The experience taught me what it must be like for people who truly find no joy in food. I have always wanted to welcome even the staunchest non-cooks and food agnostics into the kitchen and help them feel some sense of belonging there. But for the first time in my life, I was inhabiting the body of a non-cook—and understanding the experience viscerally rather than intellectually. I wondered if everything I stood for was wrong.
I felt lonely and ashamed, like a fraud. I felt like I had lost myself. My body had betrayed me and I didn’t recognize it. I felt worthless because I couldn’t do the one thing I believed I was truly good at. My memory of that time is a haze of simply surviving. But I am so grateful for the experience now because it made me realize I was missing something in the way I talk about cooking. Sometimes cooking is just hard work. I realized that my philosophy—that every meal is an opportunity for pleasure—was great in theory, but in reality it was smothering me. It was too much pressure. If every meal is an opportunity for pleasure, then I was failing quite a bit of the time.

• **Records shown**
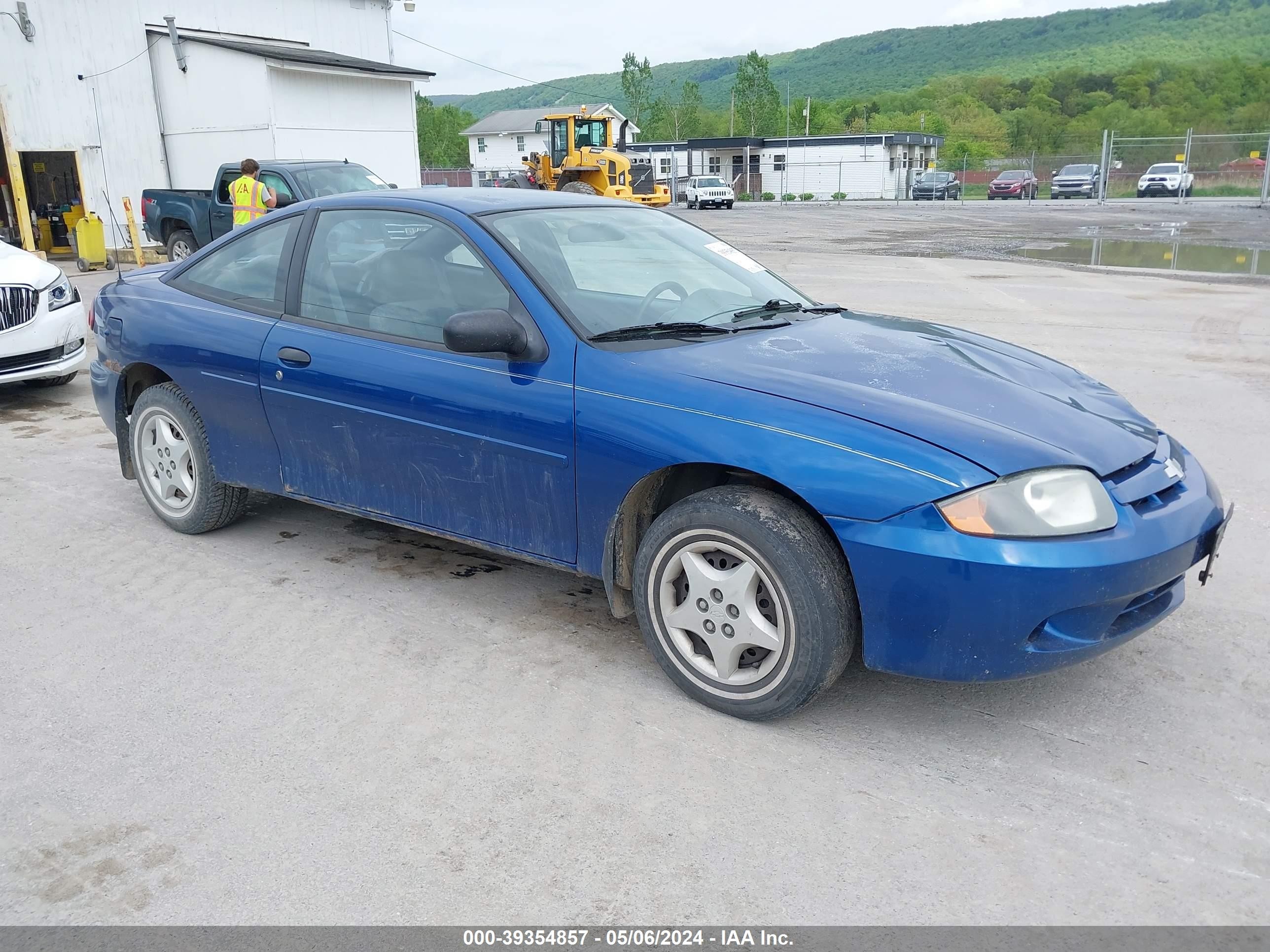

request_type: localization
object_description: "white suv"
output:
[687,175,737,208]
[0,241,88,387]
[1138,163,1195,198]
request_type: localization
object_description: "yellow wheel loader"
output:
[503,110,670,205]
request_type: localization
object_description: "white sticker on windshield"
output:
[706,241,767,274]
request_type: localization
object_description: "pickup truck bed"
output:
[141,160,396,260]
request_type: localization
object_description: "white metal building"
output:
[633,132,944,199]
[0,0,433,254]
[463,103,639,181]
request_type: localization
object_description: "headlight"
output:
[40,274,79,311]
[936,469,1116,538]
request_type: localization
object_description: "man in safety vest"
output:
[230,159,278,229]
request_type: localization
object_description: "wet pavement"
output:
[674,199,1270,283]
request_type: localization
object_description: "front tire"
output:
[128,383,247,536]
[634,486,860,721]
[23,371,79,388]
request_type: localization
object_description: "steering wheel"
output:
[635,280,688,324]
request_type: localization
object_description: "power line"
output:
[392,29,625,102]
[79,33,163,80]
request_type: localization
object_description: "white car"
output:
[1138,163,1195,198]
[687,175,737,208]
[0,242,88,387]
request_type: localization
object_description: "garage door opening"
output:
[19,152,84,259]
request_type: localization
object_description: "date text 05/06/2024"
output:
[463,926,792,948]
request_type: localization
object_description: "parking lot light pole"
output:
[1177,130,1195,204]
[1259,131,1270,208]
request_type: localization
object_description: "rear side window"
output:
[169,214,301,313]
[298,208,512,344]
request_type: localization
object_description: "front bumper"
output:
[829,450,1223,681]
[0,296,88,383]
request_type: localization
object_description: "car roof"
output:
[315,188,636,214]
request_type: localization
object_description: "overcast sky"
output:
[392,0,1143,94]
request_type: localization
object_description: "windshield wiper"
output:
[587,321,737,341]
[732,298,847,324]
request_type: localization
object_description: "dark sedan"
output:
[913,171,961,202]
[988,169,1040,199]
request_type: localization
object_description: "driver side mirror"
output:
[442,308,529,357]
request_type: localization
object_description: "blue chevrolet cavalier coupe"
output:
[91,189,1227,718]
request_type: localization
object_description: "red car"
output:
[988,169,1040,199]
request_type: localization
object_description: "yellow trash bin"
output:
[75,212,114,272]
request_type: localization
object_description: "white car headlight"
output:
[936,467,1116,538]
[39,274,80,311]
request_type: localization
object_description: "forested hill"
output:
[445,0,1270,117]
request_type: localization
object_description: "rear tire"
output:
[23,371,79,388]
[634,486,860,721]
[128,382,247,536]
[168,229,198,262]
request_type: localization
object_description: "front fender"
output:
[575,348,994,577]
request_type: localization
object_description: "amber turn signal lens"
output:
[941,495,996,536]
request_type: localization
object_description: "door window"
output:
[260,171,296,205]
[298,209,511,344]
[170,214,301,313]
[216,169,243,204]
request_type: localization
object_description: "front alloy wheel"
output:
[634,485,860,720]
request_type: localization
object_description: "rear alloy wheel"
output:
[128,383,247,534]
[168,229,198,262]
[634,486,860,720]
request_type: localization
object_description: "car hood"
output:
[650,312,1158,476]
[0,241,62,288]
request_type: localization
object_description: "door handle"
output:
[278,346,313,367]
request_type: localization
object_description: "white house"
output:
[0,0,433,249]
[463,103,639,181]
[633,132,944,199]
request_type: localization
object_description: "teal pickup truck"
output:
[141,159,396,262]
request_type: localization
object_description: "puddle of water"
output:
[1014,238,1270,275]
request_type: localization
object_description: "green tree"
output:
[732,49,781,136]
[622,53,653,126]
[414,95,476,169]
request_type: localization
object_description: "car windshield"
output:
[291,163,388,198]
[481,207,814,335]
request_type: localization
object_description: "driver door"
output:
[260,208,577,564]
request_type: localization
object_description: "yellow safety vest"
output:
[230,175,269,229]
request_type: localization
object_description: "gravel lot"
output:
[0,203,1270,924]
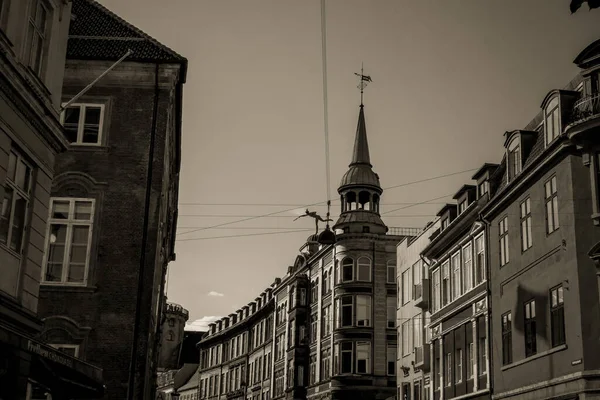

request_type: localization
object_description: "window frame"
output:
[0,147,35,258]
[498,215,510,267]
[544,95,562,147]
[60,102,106,147]
[519,197,533,252]
[544,174,560,235]
[550,284,567,348]
[40,197,96,286]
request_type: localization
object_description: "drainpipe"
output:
[127,63,160,400]
[478,213,494,396]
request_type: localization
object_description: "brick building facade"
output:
[0,0,103,400]
[34,0,187,399]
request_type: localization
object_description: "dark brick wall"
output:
[39,67,178,399]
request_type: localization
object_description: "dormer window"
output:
[544,96,561,146]
[507,136,521,181]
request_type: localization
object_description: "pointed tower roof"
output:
[350,104,372,167]
[338,104,382,193]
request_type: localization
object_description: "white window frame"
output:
[0,148,34,257]
[60,102,106,146]
[25,0,52,79]
[40,197,96,286]
[48,343,79,358]
[544,96,562,146]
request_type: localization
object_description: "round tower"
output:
[158,302,189,370]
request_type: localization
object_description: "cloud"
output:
[185,315,222,332]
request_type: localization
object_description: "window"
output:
[357,257,371,282]
[431,268,441,312]
[442,260,450,306]
[342,258,354,282]
[402,319,413,356]
[387,296,396,328]
[544,176,559,233]
[467,342,475,379]
[455,349,462,383]
[356,295,371,326]
[477,181,488,197]
[42,197,94,285]
[498,216,510,266]
[521,197,533,251]
[508,137,521,180]
[340,342,353,374]
[0,150,33,254]
[451,251,462,300]
[458,199,467,214]
[387,260,396,283]
[544,97,561,146]
[321,305,331,337]
[502,312,512,370]
[550,285,566,347]
[446,353,452,386]
[524,300,537,357]
[462,244,473,292]
[387,343,398,376]
[402,269,412,305]
[413,260,423,300]
[48,344,79,357]
[27,0,49,77]
[356,342,371,374]
[475,234,485,284]
[61,103,104,145]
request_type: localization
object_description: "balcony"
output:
[413,279,429,309]
[565,93,600,144]
[413,344,430,372]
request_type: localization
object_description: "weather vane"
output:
[294,208,333,235]
[354,63,373,106]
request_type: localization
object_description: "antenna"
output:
[60,49,133,112]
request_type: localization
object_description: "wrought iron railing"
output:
[387,228,423,236]
[568,93,600,125]
[413,283,423,300]
[415,346,423,365]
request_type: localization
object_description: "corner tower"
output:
[333,103,388,234]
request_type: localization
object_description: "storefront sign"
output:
[27,340,73,368]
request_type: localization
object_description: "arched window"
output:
[342,257,354,282]
[544,97,561,146]
[356,257,371,282]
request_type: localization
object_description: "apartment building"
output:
[33,0,187,399]
[481,36,600,399]
[0,0,103,399]
[396,218,441,400]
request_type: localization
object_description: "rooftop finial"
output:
[354,63,373,107]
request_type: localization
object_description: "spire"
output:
[350,104,372,167]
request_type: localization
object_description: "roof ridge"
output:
[82,0,187,60]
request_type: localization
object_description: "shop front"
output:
[0,325,104,400]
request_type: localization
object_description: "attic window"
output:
[507,136,522,181]
[544,96,561,146]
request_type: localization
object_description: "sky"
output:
[95,0,600,326]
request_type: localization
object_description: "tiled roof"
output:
[67,0,187,68]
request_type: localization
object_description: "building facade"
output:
[0,0,103,400]
[197,280,280,400]
[157,302,190,371]
[199,105,420,400]
[34,0,187,399]
[481,37,600,399]
[396,218,441,400]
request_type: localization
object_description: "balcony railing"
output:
[387,227,423,236]
[568,93,600,125]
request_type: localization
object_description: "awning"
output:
[25,339,104,399]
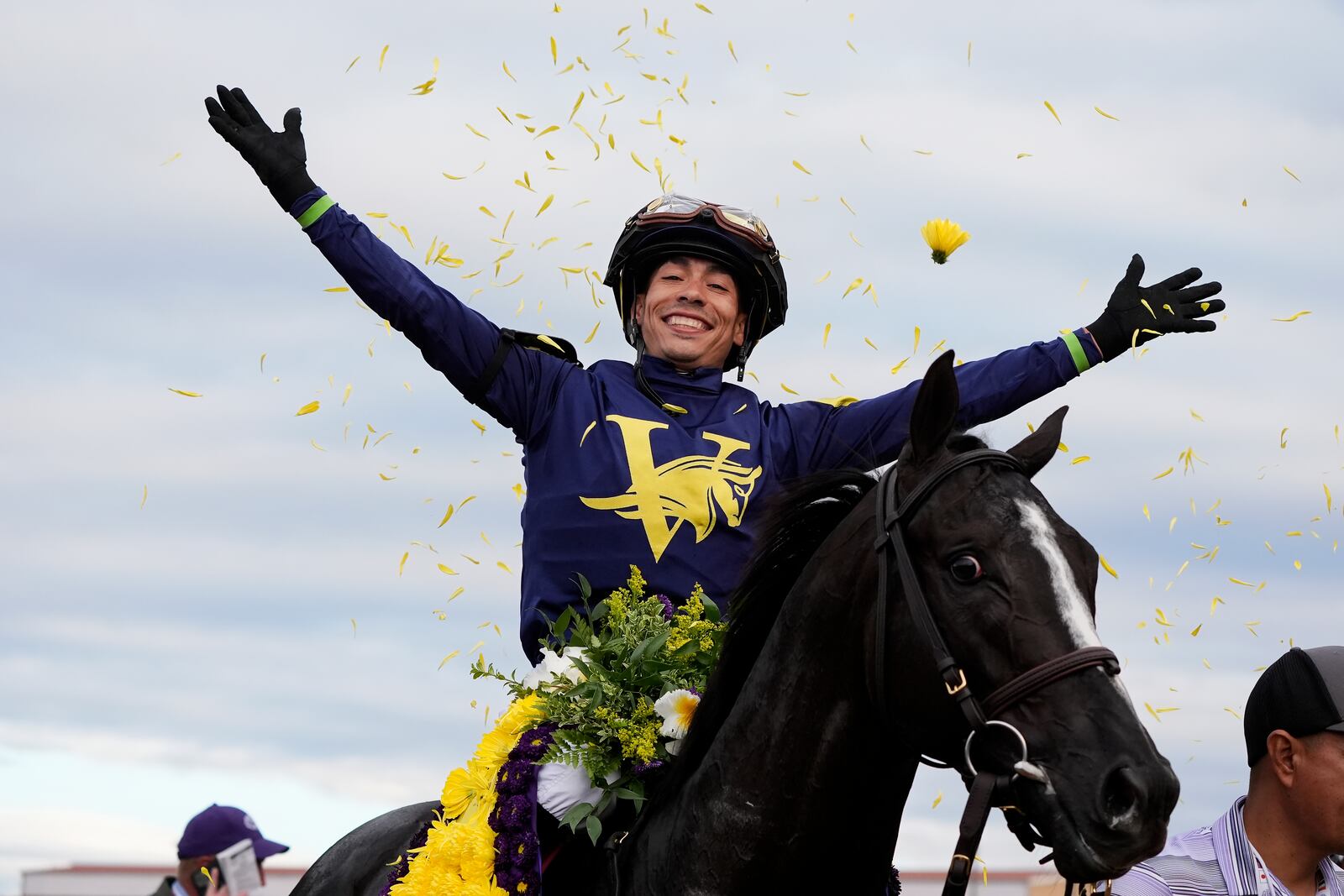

• **Tasks**
a: Reproduce the essay excerpt on cooking word for word, starting with "I felt lonely" and going on through "of the time.".
b: Write a continuation of the essay excerpt on cooking, beginning right after its final sentence.

• **Solved problems**
a:
I felt lonely and ashamed, like a fraud. I felt like I had lost myself. My body had betrayed me and I didn’t recognize it. I felt worthless because I couldn’t do the one thing I believed I was truly good at. My memory of that time is a haze of simply surviving. But I am so grateful for the experience now because it made me realize I was missing something in the way I talk about cooking. Sometimes cooking is just hard work. I realized that my philosophy—that every meal is an opportunity for pleasure—was great in theory, but in reality it was smothering me. It was too much pressure. If every meal is an opportunity for pleasure, then I was failing quite a bit of the time.

b:
This lesson—that not every meal is precious—hit me even harder after I had my daughter, Io. Yes, I had my taste and desire for food back, hooray! But I had no time to think about it or prepare it like I’d used to. When I did cook, I was harried and resentful. I started cooking after Io went to sleep. Nothing involved or time consuming, but anything instead of takeout each night (though of course there was still plenty of takeout). I had to guard my time carefully, almost like I got time rations and I was learning how best to spend them. I was so exhausted that spending a time ration on making dinner sometimes felt like punishment. If it wasn’t the best dinner, I would beat myself up for it and then beat myself up more when I realized that the dishes also had to be done.
Eventually, I learned to calm my inner perfectionist and just make something. The fact is that when I make something—even if it’s some kind of Franken-bowl of leftovers—I don’t regret not ordering pizza. I feel proud of myself for using up what I have, proud of my decisiveness, and generally proud that I can take care of myself. I have come to realize that, often, 90 percent of the goal of a meal is just to get fed; the last 10 percent is very nice to have but sooo not worth stressing over.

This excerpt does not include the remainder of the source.